» GIVEN INSTRUCTION:
Scale part of the records: rewrite every line from the line with "Where can you see the head" up to and including the last line of the records, requests included. Multiply each point coordinate in the answers by 0.95 and round to whole numbers, with halves rounded up.

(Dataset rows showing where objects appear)
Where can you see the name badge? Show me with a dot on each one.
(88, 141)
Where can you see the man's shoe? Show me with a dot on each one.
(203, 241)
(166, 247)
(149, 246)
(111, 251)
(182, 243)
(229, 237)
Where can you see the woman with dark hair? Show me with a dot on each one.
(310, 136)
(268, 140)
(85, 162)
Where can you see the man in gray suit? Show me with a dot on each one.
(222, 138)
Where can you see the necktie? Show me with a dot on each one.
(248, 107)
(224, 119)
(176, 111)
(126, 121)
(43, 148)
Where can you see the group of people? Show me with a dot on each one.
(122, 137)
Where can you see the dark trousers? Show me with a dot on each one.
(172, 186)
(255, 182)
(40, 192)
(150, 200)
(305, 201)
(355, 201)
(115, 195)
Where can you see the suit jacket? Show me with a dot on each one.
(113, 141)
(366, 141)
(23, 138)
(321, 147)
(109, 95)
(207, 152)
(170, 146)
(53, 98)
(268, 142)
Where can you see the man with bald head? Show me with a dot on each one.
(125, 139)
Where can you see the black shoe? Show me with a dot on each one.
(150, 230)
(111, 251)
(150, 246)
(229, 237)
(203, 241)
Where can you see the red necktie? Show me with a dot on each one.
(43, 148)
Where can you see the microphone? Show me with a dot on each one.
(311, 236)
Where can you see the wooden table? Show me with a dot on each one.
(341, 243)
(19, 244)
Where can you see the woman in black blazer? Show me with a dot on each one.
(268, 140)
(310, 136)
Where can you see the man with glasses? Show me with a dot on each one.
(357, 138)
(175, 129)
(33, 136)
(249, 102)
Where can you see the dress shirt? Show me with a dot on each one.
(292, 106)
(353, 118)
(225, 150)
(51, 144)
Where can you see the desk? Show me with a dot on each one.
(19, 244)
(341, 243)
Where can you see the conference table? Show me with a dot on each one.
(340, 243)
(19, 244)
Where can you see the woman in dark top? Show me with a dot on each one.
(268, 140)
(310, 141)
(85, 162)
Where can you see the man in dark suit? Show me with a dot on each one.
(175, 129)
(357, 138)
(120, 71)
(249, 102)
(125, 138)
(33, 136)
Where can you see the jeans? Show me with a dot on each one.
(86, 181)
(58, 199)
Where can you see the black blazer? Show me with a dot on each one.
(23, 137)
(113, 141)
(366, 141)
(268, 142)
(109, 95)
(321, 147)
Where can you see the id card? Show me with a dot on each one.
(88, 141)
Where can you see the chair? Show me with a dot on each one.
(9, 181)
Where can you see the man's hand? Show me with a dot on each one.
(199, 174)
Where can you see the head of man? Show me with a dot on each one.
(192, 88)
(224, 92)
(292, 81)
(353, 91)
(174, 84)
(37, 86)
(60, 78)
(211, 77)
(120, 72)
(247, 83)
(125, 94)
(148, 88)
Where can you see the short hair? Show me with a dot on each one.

» SOLUTION TO THE EXERCISE:
Where can you see the head of man? Show me with a dot on each one.
(182, 84)
(213, 87)
(277, 77)
(335, 86)
(165, 80)
(35, 82)
(57, 74)
(200, 73)
(114, 68)
(235, 79)
(119, 89)
(141, 84)
Where can you see the short hair? Show me with a dot on each one.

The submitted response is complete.